__PASSAGE SHOWN__:

'''

Mixing assembler code with c/c++

A:

Assembly can be very optimal than what any compiler can generate in certain situations.

Sundar 2010-09-04 19:18:41

Though compilers are very often smarter than you.

zneak 2010-09-04 19:32:25

Unless of course you are also very smart

doron 2010-09-04 19:35:54

And even then, you're probably not smart enough.

Joe 2010-09-04 20:51:22

Or the compiler has limitations. Most compilers for the Microchip PIC do a painfully bad job, until you stop and realize how hostile to compilers the architecture is. Then you live with it unless an inner loop is a bottleneck, at which point a skilled assembly author can usually do much better than the compiler.

RBerteig 2010-09-04 22:33:51

always assuming the compiler is smater than you is, IMO, a bad assumption(assuming your not an idiot :P). back in the old(er) days MSVC's compilers used to shove in horrible 64bit math funcs for things that totally didn't need them, one case would be 64bit multiply and add, should boil down to MUL + ADC(on x86), however VC6 would stick in _aulmul instead, so unless you used PP5(for __emulu), you were stuck with 'retarded' math. this doesn't apply so much to big production compilers these days(though MSVC 08 won't genereates memset intrinsics, which means either black magic C or asm are needed)

Necrolis 2010-09-08 06:37:21

+3 A:

In the past, compilers used to be pretty poor at optimizing for a particular architecture, and architectures used to be simpler. Now the reverse is true. These days, it's pretty hard for a human to write better assembly than an optimizing compiler, for deeply-pipelined, branch-predicting processors. And so you won't see it much. What there is will be short, and highly targeted.

In short, you probably won't need to do this. If you think you do, profile your code to make sure you've identified a hotspot - don't optimize something just because it's slow, if you're only spending 0.1% of your execution time there. See if you can improve your design or algorithm. If you don't find any improvement there, or if you need functionality not exposed by your higher-level language, look into hand-coding assembly.

'''

__WHAT TO WORK ON__:
**a.** Could you reproduce the part of the thread on mixing assembly with C/C++ starting with "Necrolis 2010-09-08 06:37:21" and going on through "into hand-coding assembly."?
**b.** Can you carry the thread on mixing assembly with C/C++ onward from the point where it stops?
The rows that come next play no part in anything asked here.

__RAW DATA__:

'''

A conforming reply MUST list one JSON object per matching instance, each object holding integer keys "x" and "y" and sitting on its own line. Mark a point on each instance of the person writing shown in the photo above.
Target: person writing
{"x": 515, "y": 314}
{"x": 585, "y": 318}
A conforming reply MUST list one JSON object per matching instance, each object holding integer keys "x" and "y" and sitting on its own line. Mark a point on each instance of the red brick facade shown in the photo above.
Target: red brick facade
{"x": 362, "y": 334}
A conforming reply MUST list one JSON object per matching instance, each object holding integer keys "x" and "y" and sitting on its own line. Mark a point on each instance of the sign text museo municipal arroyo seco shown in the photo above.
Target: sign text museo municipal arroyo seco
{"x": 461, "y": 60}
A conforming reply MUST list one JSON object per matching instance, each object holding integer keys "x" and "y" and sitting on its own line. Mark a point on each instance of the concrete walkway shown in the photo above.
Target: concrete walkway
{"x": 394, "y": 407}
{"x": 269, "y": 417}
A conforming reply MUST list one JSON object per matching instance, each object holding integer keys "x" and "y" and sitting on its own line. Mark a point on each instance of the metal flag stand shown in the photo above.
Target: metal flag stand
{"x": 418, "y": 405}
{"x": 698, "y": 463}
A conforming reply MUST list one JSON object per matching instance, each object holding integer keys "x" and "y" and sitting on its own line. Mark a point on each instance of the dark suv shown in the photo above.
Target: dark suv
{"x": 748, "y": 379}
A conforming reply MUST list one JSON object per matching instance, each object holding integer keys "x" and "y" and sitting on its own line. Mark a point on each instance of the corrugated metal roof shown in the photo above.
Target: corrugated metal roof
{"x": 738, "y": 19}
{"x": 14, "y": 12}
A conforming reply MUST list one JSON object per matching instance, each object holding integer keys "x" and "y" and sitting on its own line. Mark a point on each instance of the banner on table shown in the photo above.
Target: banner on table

'''

__EXPECTED OUTPUTS__:
**a.**
Necrolis 2010-09-08 06:37:21

+3 A:

In the past, compilers used to be pretty poor at optimizing for a particular architecture, and architectures used to be simpler. Now the reverse is true. These days, it's pretty hard for a human to write better assembly than an optimizing compiler, for deeply-pipelined, branch-predicting processors. And so you won't see it much. What there is will be short, and highly targeted.

In short, you probably won't need to do this. If you think you do, profile your code to make sure you've identified a hotspot - don't optimize something just because it's slow, if you're only spending 0.1% of your execution time there. See if you can improve your design or algorithm. If you don't find any improvement there, or if you need functionality not exposed by your higher-level language, look into hand-coding assembly.

**b.**
Michael Petrotta 2010-09-04 19:22:09

+2 A:

There may be new instructions that your compiler cannot yet generate, or the compiler does a bad job, or you may need to control the CPU directly.

James 2010-09-04 19:22:55

I wouldn't say you're "directly controlling" the CPU when using assembly code.

zneak 2010-09-04 19:30:46

What about doing something like modifying the EFLAGS register on x86 CPUs?

James 2010-09-04 19:36:13

+1 A:

Why is assembly language code often needed along with C/C++ ?needed along with C/C++ ?

It isn't

What can't be done in C/C++, which is possible when assembly language code is mixed?

Accessing system registers or IO ports on the CPU. Accessing BIOS functions. Using specialized instructions that doesn't map directly to the programming language, e.g. SIMD instructions. Provide optimized code that's better than the compiler produces.

The two first points you usually don't need unless you're writing an operating system, or code running without an operatiing system.

Modern CPUs are quite complex, and you'll be hard pressed to find people that actually can write assembly than what the compiler produces. Many compilers come with libraries giving you access to more advanced features, like SIMD instructions, so nowadays you often don't need to fall back to assembly for that.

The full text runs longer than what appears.